▶ _Exercise directions_
All of the records must be repeated exactly as they read.

:: Materials provided

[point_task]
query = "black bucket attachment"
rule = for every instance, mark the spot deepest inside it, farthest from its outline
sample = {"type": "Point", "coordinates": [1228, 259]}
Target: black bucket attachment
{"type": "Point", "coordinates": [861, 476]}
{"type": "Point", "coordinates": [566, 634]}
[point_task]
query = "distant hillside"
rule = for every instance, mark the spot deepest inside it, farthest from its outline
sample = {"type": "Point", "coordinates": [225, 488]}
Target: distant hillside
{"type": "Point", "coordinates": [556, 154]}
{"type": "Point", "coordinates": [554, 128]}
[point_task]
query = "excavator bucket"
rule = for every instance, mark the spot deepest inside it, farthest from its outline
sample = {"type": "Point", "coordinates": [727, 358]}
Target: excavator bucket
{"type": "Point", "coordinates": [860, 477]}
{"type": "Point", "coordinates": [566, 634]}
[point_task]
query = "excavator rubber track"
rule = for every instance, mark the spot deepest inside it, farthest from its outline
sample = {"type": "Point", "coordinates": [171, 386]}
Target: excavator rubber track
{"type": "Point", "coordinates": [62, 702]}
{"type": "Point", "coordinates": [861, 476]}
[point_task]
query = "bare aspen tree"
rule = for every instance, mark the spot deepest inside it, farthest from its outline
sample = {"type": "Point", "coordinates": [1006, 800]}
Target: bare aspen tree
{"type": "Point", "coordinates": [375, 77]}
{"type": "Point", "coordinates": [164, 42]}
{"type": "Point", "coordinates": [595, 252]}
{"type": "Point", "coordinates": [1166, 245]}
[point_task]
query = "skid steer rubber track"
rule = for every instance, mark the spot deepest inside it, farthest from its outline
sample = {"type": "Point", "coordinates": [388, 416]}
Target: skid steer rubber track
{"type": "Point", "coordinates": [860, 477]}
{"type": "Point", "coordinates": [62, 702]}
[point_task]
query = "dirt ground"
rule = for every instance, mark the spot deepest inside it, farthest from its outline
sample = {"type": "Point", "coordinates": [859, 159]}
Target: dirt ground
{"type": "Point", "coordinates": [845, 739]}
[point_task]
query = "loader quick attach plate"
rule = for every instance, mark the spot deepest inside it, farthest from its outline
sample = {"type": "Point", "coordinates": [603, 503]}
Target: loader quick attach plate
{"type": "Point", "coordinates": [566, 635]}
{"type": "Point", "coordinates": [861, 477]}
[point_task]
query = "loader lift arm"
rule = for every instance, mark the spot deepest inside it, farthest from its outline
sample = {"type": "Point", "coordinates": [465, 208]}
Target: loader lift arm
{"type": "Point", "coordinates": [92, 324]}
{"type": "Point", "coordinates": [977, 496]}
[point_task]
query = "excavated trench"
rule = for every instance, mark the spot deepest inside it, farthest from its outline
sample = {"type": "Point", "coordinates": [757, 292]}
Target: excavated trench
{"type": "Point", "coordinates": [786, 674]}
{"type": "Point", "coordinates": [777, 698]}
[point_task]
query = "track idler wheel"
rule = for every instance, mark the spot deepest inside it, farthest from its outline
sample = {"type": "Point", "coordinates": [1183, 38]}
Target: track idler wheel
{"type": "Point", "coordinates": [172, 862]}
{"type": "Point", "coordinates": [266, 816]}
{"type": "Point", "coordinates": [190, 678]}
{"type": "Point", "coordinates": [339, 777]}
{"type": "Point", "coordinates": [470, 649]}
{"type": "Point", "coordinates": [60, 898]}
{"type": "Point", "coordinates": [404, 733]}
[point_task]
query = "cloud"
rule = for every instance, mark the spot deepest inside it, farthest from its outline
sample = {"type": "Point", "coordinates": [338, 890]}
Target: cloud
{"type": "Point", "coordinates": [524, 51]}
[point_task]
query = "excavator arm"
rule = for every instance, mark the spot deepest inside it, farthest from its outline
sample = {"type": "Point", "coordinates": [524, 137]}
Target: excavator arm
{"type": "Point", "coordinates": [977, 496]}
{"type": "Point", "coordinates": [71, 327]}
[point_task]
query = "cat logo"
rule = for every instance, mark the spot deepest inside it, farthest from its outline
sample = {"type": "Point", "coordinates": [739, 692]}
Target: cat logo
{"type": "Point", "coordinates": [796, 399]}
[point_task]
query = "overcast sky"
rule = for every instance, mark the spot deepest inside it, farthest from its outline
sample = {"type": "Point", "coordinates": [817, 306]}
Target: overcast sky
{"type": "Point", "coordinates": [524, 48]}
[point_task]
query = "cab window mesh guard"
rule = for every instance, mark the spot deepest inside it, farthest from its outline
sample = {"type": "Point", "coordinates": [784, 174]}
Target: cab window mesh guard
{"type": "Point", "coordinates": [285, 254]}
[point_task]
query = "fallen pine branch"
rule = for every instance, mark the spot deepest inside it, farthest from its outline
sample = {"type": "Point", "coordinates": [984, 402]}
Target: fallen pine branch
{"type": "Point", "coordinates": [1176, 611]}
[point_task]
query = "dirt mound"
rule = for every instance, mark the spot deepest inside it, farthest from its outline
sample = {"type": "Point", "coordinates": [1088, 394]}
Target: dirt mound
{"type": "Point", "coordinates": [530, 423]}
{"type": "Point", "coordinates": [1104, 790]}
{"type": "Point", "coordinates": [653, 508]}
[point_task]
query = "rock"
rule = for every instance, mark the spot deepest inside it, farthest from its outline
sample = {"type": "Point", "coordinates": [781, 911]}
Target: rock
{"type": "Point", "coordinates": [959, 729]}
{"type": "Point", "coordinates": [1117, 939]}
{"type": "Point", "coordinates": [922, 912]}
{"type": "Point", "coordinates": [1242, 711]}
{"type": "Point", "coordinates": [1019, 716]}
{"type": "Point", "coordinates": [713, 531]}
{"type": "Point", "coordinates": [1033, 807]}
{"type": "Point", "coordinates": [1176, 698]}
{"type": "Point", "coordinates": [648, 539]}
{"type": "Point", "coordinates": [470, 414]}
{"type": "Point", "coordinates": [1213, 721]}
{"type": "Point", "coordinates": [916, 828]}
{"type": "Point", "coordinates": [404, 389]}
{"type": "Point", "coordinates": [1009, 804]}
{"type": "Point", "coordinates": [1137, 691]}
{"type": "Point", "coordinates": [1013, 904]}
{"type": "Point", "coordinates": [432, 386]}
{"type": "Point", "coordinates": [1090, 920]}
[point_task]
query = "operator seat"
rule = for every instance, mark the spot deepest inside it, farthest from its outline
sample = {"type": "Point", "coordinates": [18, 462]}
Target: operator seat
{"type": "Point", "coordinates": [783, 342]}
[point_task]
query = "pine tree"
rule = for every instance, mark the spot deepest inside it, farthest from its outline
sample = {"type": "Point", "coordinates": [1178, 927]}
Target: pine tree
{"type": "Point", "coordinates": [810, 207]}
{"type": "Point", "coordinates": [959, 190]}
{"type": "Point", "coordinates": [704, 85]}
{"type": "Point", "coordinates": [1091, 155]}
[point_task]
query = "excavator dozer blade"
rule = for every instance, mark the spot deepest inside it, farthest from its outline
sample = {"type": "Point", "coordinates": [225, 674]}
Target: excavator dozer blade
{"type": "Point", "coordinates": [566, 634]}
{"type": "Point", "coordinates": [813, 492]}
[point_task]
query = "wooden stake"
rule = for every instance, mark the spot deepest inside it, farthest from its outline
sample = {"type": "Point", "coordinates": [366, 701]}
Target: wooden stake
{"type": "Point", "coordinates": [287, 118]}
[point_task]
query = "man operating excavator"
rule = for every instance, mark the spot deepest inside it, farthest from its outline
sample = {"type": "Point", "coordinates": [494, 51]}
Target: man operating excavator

::::

▶ _Response below_
[point_task]
query = "black bucket attachment"
rule = for every instance, mark the spot deepest inside it, farthest from its outline
sample = {"type": "Point", "coordinates": [1228, 259]}
Target: black bucket attachment
{"type": "Point", "coordinates": [861, 476]}
{"type": "Point", "coordinates": [566, 634]}
[point_task]
query = "distant hillside"
rule = for every instance, mark the spot deepest inside it, farthest from its outline
sample = {"type": "Point", "coordinates": [225, 488]}
Target: distant hillside
{"type": "Point", "coordinates": [556, 154]}
{"type": "Point", "coordinates": [554, 128]}
[point_task]
query = "excavator bucket"
rule = for every instance, mark the spot deepest inside it, farthest from its outline
sample = {"type": "Point", "coordinates": [727, 358]}
Target: excavator bucket
{"type": "Point", "coordinates": [860, 477]}
{"type": "Point", "coordinates": [566, 634]}
[point_task]
query = "excavator rubber track"
rule = for every instance, mark the spot deepest inside it, farthest from its outline
sample = {"type": "Point", "coordinates": [171, 386]}
Target: excavator rubber track
{"type": "Point", "coordinates": [62, 702]}
{"type": "Point", "coordinates": [861, 476]}
[point_task]
query = "bare aspen tree"
rule = for every instance, mark the spot deepest inside it, farthest from its outline
sample = {"type": "Point", "coordinates": [1006, 800]}
Target: bare aspen tree
{"type": "Point", "coordinates": [375, 77]}
{"type": "Point", "coordinates": [164, 42]}
{"type": "Point", "coordinates": [595, 252]}
{"type": "Point", "coordinates": [1166, 245]}
[point_task]
query = "skid steer rubber track"
rule = for every instance, mark the spot deepest inside it, farthest from its outline
sample = {"type": "Point", "coordinates": [388, 416]}
Target: skid steer rubber track
{"type": "Point", "coordinates": [860, 477]}
{"type": "Point", "coordinates": [62, 702]}
[point_task]
query = "dirt ground"
rule = for every instance, mark the spot deepest inside it, farthest from its outline
sample = {"type": "Point", "coordinates": [859, 159]}
Target: dirt ground
{"type": "Point", "coordinates": [845, 739]}
[point_task]
query = "loader quick attach plate"
rule = for every instance, mark the spot deepest inside it, farthest from its outline
sample = {"type": "Point", "coordinates": [603, 503]}
Target: loader quick attach plate
{"type": "Point", "coordinates": [566, 635]}
{"type": "Point", "coordinates": [861, 477]}
[point_task]
query = "loader lift arm"
rule = for every instance, mark the spot deepest inside it, farthest from its outline
sample = {"type": "Point", "coordinates": [465, 208]}
Target: loader lift arm
{"type": "Point", "coordinates": [92, 324]}
{"type": "Point", "coordinates": [977, 496]}
[point_task]
query = "excavated trench"
rule = for every instance, mark the spot deepest inside it, farthest from its outline
sample = {"type": "Point", "coordinates": [757, 292]}
Target: excavated trench
{"type": "Point", "coordinates": [786, 674]}
{"type": "Point", "coordinates": [777, 698]}
[point_task]
query = "track idler wheel"
rule = for every instance, mark the spot deepest inside it, farthest from its outline
sample = {"type": "Point", "coordinates": [1183, 38]}
Target: track idler wheel
{"type": "Point", "coordinates": [172, 862]}
{"type": "Point", "coordinates": [266, 816]}
{"type": "Point", "coordinates": [190, 678]}
{"type": "Point", "coordinates": [339, 777]}
{"type": "Point", "coordinates": [470, 649]}
{"type": "Point", "coordinates": [60, 898]}
{"type": "Point", "coordinates": [404, 733]}
[point_task]
query = "cloud"
rule = for every instance, mark the spot deepest inside it, farthest from its outline
sample = {"type": "Point", "coordinates": [338, 890]}
Target: cloud
{"type": "Point", "coordinates": [524, 51]}
[point_task]
query = "excavator arm"
rule = for every instance, mark the spot deepest inside it, farthest from its outline
sample = {"type": "Point", "coordinates": [524, 137]}
Target: excavator arm
{"type": "Point", "coordinates": [977, 496]}
{"type": "Point", "coordinates": [71, 327]}
[point_task]
query = "cat logo"
rule = for every instance, mark the spot deepest inside it, farthest from its outline
sample = {"type": "Point", "coordinates": [739, 692]}
Target: cat logo
{"type": "Point", "coordinates": [796, 399]}
[point_task]
query = "overcast sky"
rule = for every instance, mark the spot deepest inside it, farthest from its outline
sample = {"type": "Point", "coordinates": [817, 306]}
Target: overcast sky
{"type": "Point", "coordinates": [524, 48]}
[point_task]
query = "cab window mesh guard"
rule = for every instance, mark the spot deepest inside it, farthest from its outline
sample = {"type": "Point", "coordinates": [784, 174]}
Target: cab window mesh guard
{"type": "Point", "coordinates": [285, 254]}
[point_task]
query = "fallen pine branch"
rule = for every instance, mark the spot deepest inside it, farthest from its outline
sample = {"type": "Point", "coordinates": [984, 402]}
Target: fallen pine branch
{"type": "Point", "coordinates": [1176, 611]}
[point_task]
query = "dirt mound"
rule = for every instance, mark the spot deepest inside it, farthest from its outline
sample = {"type": "Point", "coordinates": [1088, 394]}
Target: dirt mound
{"type": "Point", "coordinates": [530, 423]}
{"type": "Point", "coordinates": [1104, 790]}
{"type": "Point", "coordinates": [653, 508]}
[point_task]
query = "rock"
rule = for every instance, mark the spot deepest inside it, farthest from its outline
sample = {"type": "Point", "coordinates": [781, 911]}
Target: rock
{"type": "Point", "coordinates": [959, 729]}
{"type": "Point", "coordinates": [1117, 939]}
{"type": "Point", "coordinates": [922, 912]}
{"type": "Point", "coordinates": [1242, 711]}
{"type": "Point", "coordinates": [1019, 716]}
{"type": "Point", "coordinates": [713, 531]}
{"type": "Point", "coordinates": [1033, 807]}
{"type": "Point", "coordinates": [1176, 698]}
{"type": "Point", "coordinates": [648, 539]}
{"type": "Point", "coordinates": [470, 414]}
{"type": "Point", "coordinates": [1213, 721]}
{"type": "Point", "coordinates": [916, 828]}
{"type": "Point", "coordinates": [404, 389]}
{"type": "Point", "coordinates": [1009, 804]}
{"type": "Point", "coordinates": [1137, 691]}
{"type": "Point", "coordinates": [1013, 904]}
{"type": "Point", "coordinates": [432, 386]}
{"type": "Point", "coordinates": [1090, 920]}
[point_task]
query = "operator seat"
rule = for every instance, mark the spot deepest inside it, farthest from its outline
sample = {"type": "Point", "coordinates": [18, 462]}
Target: operator seat
{"type": "Point", "coordinates": [783, 342]}
[point_task]
query = "pine tree"
rule = for every instance, mark the spot deepest inside it, farthest from its outline
sample = {"type": "Point", "coordinates": [1178, 927]}
Target: pine tree
{"type": "Point", "coordinates": [810, 207]}
{"type": "Point", "coordinates": [959, 190]}
{"type": "Point", "coordinates": [704, 85]}
{"type": "Point", "coordinates": [1091, 155]}
[point_task]
query = "excavator dozer blade"
rule = for every instance, mark the spot deepest inside it, farthest from its outline
sample = {"type": "Point", "coordinates": [225, 674]}
Target: excavator dozer blade
{"type": "Point", "coordinates": [566, 634]}
{"type": "Point", "coordinates": [813, 492]}
[point_task]
query = "wooden stake"
rule = for every instance, mark the spot deepest inside it, farthest from its outline
sample = {"type": "Point", "coordinates": [366, 701]}
Target: wooden stake
{"type": "Point", "coordinates": [287, 118]}
[point_task]
query = "man operating excavator"
rule = for every instance, mark the spot deepest inside it, farthest from its outline
sample = {"type": "Point", "coordinates": [494, 51]}
Target: man operating excavator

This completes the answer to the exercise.